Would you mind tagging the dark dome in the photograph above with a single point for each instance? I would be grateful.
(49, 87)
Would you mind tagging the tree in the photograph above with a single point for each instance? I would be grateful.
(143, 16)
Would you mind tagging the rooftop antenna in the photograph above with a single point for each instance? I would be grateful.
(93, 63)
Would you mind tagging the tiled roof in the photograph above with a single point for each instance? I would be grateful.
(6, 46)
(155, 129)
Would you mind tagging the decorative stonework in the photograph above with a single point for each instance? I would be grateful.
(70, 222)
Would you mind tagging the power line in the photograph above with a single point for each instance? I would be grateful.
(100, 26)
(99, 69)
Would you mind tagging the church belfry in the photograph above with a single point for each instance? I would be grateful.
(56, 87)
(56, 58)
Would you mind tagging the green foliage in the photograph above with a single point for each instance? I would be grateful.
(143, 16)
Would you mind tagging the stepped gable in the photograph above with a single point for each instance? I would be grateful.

________________________________________

**Task directions:**
Can you restate every record above word for word?

**Result of this task:**
Would you mind tagging the dark dome in the photograph above with a single point for each instance? I would be grateful.
(49, 87)
Would you mind tagging the tree in the photograph above with a single point for each instance? I would be grateful.
(143, 16)
Would you mind tagging the rooftop antenna in the photograph above with a single point for each instance? I would be grateful.
(93, 63)
Would you mind tagging the tiled roof in the photograph above with a single point for each instance? I would be grateful.
(6, 46)
(155, 129)
Would you mind tagging the decorative stonework in the photograph above with a single point for each instance? I would be grateful.
(70, 222)
Would you mind tagging the power line in the photograph above with a single point for each instance? I would be grateful.
(100, 26)
(99, 69)
Would you mind tagging the church belfry in the photograph above with a single point for each instance? I would be grateful.
(56, 87)
(56, 58)
Would you mind tagging the green foliage in the photograph above with a single point for each instance? I would be grateful.
(143, 16)
Would you mind tagging the stepped gable in the photograph above with a single point for each instance? I would be grateful.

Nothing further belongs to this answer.